These are just a few tips on how
to tell a cuban reprint from an original cuban movie poster.
Basically, if the paper is bright white
you are looking at a reprint. Original posters have a yellow tint
due to age. Cuban posters are made with cheap paper, generally
acidic and inks are highly corrosive. But this can't be a standard
because most posters made in 1995 are already yellow and many
are reprints.
The one on the left is an original
"Besos Robados" by Azcuy and the one in the right is
a reprint made last year.Of course, the paper of one is yellow
and the reprint is white, but for comparison I balanced their
colors to make them look similar. How would collectors tell in
the next 5 years which poster is the original one. I am doing
research photographing details of originals and reprints. Unfortunately
in most cases, movie posters printed before 1995 will have to
be considered originals unless otherwise proved.

---+---

Work instructions >>
Answer these from the text on Cuban movie posters:
1. What does the text say about the paper of a reprint?
2. Why do original posters have a yellow tint?
3. Movie posters printed before what year will in most cases have to be considered originals unless otherwise proved?
The lines after this come from a separate source.

---+---

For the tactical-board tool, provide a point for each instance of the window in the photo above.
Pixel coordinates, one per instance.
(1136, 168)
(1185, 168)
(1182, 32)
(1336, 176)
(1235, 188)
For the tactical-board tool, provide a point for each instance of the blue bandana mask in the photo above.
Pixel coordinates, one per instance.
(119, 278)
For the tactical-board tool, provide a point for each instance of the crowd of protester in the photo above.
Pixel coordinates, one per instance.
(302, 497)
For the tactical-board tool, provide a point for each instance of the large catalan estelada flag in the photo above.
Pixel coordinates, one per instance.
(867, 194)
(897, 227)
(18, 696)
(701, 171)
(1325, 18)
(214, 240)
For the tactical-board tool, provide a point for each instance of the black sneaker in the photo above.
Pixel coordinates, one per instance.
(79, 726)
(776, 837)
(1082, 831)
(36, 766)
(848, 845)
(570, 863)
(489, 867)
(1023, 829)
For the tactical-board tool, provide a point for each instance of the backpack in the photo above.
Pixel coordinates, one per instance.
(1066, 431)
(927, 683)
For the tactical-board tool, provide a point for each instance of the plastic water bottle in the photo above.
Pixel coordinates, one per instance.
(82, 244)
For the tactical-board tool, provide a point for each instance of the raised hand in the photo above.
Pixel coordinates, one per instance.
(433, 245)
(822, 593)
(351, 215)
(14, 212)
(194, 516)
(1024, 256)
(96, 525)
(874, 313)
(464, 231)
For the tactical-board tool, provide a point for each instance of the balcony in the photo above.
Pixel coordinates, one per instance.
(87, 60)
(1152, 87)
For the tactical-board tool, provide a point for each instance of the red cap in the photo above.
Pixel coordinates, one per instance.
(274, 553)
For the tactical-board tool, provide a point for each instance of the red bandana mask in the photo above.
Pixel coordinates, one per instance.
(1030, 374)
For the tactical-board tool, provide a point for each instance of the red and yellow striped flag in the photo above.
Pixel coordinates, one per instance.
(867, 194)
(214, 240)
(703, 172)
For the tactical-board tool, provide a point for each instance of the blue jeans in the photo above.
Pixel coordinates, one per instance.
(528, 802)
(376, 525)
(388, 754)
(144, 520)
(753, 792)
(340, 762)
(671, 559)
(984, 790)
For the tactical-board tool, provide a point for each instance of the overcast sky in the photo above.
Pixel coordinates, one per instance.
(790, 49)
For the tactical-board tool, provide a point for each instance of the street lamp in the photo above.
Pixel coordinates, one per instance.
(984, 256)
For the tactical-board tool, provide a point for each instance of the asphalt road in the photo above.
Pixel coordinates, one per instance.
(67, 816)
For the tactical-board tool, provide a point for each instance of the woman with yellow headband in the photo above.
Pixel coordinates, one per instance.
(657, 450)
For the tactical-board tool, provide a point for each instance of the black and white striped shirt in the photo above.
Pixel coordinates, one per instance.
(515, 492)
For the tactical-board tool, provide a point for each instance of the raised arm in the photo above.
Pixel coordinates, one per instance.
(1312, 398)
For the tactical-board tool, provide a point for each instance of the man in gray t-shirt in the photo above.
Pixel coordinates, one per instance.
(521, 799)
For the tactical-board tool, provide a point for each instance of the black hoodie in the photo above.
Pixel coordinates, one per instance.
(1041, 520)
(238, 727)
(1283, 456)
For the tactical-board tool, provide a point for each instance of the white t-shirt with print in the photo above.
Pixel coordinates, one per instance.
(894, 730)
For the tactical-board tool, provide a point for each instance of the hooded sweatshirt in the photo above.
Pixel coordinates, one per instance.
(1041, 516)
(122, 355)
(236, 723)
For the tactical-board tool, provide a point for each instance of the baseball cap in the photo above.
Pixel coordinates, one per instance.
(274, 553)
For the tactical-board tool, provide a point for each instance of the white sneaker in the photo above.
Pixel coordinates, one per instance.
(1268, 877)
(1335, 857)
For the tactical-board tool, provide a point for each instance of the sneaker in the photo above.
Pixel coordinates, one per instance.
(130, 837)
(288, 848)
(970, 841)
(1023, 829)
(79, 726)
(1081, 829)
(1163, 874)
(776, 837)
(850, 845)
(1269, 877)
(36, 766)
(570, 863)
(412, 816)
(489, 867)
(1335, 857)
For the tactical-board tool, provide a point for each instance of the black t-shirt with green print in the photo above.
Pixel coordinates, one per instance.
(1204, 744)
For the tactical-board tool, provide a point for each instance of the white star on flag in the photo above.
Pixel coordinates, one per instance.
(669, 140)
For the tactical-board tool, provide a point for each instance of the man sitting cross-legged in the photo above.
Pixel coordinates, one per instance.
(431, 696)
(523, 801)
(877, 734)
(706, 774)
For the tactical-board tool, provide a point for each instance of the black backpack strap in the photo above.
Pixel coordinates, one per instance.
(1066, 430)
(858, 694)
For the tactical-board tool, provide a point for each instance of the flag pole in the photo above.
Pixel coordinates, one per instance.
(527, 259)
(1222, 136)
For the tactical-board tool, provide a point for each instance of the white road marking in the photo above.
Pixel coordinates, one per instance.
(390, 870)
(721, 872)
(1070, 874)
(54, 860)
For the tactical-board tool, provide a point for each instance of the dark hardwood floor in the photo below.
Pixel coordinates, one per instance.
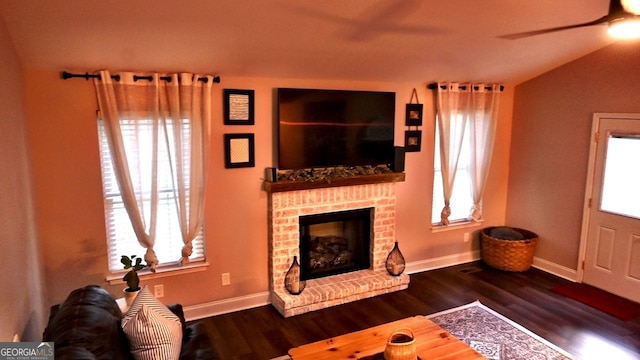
(526, 298)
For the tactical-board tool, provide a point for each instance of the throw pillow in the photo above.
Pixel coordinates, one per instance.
(154, 332)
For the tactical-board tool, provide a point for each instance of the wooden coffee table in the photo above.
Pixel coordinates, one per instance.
(432, 342)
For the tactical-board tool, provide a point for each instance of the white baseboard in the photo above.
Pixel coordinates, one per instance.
(441, 262)
(555, 269)
(201, 311)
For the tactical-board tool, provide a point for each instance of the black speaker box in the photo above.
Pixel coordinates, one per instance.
(398, 159)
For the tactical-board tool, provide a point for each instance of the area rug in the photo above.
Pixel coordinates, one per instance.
(495, 336)
(611, 304)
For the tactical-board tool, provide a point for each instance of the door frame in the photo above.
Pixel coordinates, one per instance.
(586, 212)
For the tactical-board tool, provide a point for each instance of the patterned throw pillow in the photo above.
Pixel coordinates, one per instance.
(154, 332)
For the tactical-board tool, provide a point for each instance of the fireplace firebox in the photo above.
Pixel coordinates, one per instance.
(335, 243)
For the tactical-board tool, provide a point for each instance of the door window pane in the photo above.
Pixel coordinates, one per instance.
(621, 183)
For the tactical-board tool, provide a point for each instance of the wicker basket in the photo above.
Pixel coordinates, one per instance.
(509, 255)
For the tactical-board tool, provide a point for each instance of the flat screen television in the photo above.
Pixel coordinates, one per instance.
(331, 128)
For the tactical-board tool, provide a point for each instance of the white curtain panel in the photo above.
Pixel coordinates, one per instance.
(174, 118)
(461, 108)
(453, 102)
(482, 126)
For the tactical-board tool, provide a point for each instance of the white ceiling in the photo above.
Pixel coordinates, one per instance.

---+---

Final result >>
1. It is bright white.
2. The yellow tint comes from age.
3. 1995.